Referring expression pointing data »
=-=-=
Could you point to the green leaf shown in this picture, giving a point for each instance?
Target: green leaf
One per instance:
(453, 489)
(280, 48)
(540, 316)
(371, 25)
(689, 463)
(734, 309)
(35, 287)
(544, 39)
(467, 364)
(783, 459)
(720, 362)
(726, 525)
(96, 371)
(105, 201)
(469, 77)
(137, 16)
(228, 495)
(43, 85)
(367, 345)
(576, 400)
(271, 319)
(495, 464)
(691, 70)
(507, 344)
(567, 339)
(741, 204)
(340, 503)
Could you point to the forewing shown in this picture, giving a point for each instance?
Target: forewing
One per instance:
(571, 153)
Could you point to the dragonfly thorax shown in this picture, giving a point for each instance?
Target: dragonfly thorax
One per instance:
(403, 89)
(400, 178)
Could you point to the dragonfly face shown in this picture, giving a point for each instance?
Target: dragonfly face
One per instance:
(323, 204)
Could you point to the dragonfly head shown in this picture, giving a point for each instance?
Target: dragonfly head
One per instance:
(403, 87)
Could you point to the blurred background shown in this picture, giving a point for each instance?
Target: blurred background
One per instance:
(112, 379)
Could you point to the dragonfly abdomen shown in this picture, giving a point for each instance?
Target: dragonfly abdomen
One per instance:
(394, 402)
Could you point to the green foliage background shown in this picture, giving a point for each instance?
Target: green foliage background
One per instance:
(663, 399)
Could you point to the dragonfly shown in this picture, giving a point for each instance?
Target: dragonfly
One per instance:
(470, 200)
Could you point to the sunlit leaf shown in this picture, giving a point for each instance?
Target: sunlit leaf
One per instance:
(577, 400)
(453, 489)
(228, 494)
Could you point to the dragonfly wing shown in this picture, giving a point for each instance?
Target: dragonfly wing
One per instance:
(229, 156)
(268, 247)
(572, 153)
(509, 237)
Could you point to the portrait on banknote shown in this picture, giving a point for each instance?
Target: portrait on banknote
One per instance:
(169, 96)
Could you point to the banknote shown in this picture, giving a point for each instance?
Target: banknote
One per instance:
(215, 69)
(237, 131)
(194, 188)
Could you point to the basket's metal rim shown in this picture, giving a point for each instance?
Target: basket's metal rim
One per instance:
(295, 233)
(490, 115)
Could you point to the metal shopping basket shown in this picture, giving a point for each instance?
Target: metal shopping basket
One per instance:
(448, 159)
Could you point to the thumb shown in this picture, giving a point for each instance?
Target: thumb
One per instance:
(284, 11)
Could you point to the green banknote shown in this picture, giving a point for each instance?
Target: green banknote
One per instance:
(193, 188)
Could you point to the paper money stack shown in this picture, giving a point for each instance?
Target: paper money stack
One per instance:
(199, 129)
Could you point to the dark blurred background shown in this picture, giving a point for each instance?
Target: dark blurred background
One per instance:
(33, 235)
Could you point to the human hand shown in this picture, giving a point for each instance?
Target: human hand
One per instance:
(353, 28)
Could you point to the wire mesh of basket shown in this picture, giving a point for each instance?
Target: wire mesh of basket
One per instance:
=-=-=
EXERCISE GOAL » Reproduce every line of the data without changing a word.

RESPONSE TO THE EXERCISE »
Could you point to the green leaf shown in this picture, giving a point for each instance?
Target: green leaf
One per instance:
(453, 489)
(280, 48)
(540, 316)
(371, 25)
(689, 463)
(734, 309)
(35, 287)
(544, 39)
(467, 364)
(783, 459)
(720, 362)
(726, 525)
(96, 371)
(105, 201)
(469, 77)
(137, 16)
(228, 495)
(43, 85)
(367, 345)
(576, 400)
(271, 319)
(495, 464)
(691, 70)
(507, 344)
(567, 339)
(741, 204)
(340, 503)
Could you point to the forewing shown in this picture, giving a point for each instance?
Target: forewing
One per instance:
(571, 153)
Could you point to the dragonfly thorax shown in this picture, giving a point for each instance?
Target: dragonfly thorax
One per instance:
(403, 89)
(400, 178)
Could you point to the dragonfly face shown in this picture, giving a point for each instance?
Target: dragonfly face
One per instance:
(323, 204)
Could you point to the dragonfly head shown in this picture, giving a point for each instance?
Target: dragonfly head
One per instance:
(403, 87)
Could you point to the blurred background shown in this picture, giving a point for each instance?
Target: blurred background
One per instance:
(112, 379)
Could you point to the dragonfly abdomen shown in this picture, giving a point for each instance?
Target: dragonfly abdomen
One per instance:
(394, 402)
Could you point to the green foliage background shown in this picture, giving a point for each instance?
Target: green foliage background
One per instance:
(663, 399)
Could you point to the dragonfly shown in this picture, giving a point for each instance?
Target: dragonfly
One per instance:
(470, 200)
Could you point to the sunlit leaf shown in this picture, giving a point for each instance?
Target: sunlit leaf
One per instance:
(577, 400)
(453, 489)
(228, 494)
Could you point to the dragonfly wing shown in this picture, giving a point for each instance?
Target: dragonfly wing
One per instance:
(229, 156)
(268, 247)
(572, 153)
(509, 237)
Could you point to the portrait on banknote shown in this picture, giving a point for each instance?
Target: portrait on banknote
One per instance:
(169, 96)
Could you point to the banknote shown in this picture, giving a point for each instance?
Target: banknote
One per instance:
(215, 69)
(237, 131)
(194, 188)
Could you point to the basket's metal rim shown in this picture, giving a point for each instance?
Target: basket's metal rim
One per instance:
(295, 233)
(490, 115)
Could you point to the metal shopping basket shown in this picture, giving a point for each instance?
Target: metal shopping basket
One per instance:
(448, 159)
Could you point to the thumb shown in this picture, giving a point for each instance?
Target: thumb
One per instance:
(284, 11)
Could you point to the green banknote shown in this picture, giving a point for each instance?
Target: green banknote
One per instance:
(193, 188)
Could you point to the paper money stack shown in this picture, giving a point for each instance?
Target: paper money stack
One per instance:
(199, 129)
Could you point to the dark blurred background shown in this picture, giving a point for each instance?
Target: dark blurred background
One per instance:
(33, 235)
Could you point to the human hand shown in this picture, giving a point for each instance?
Target: human hand
One per instance:
(353, 28)
Could you point to the wire mesh of basket shown in this picture, giving a point for each instance?
Target: wire mesh of basket
One per instance:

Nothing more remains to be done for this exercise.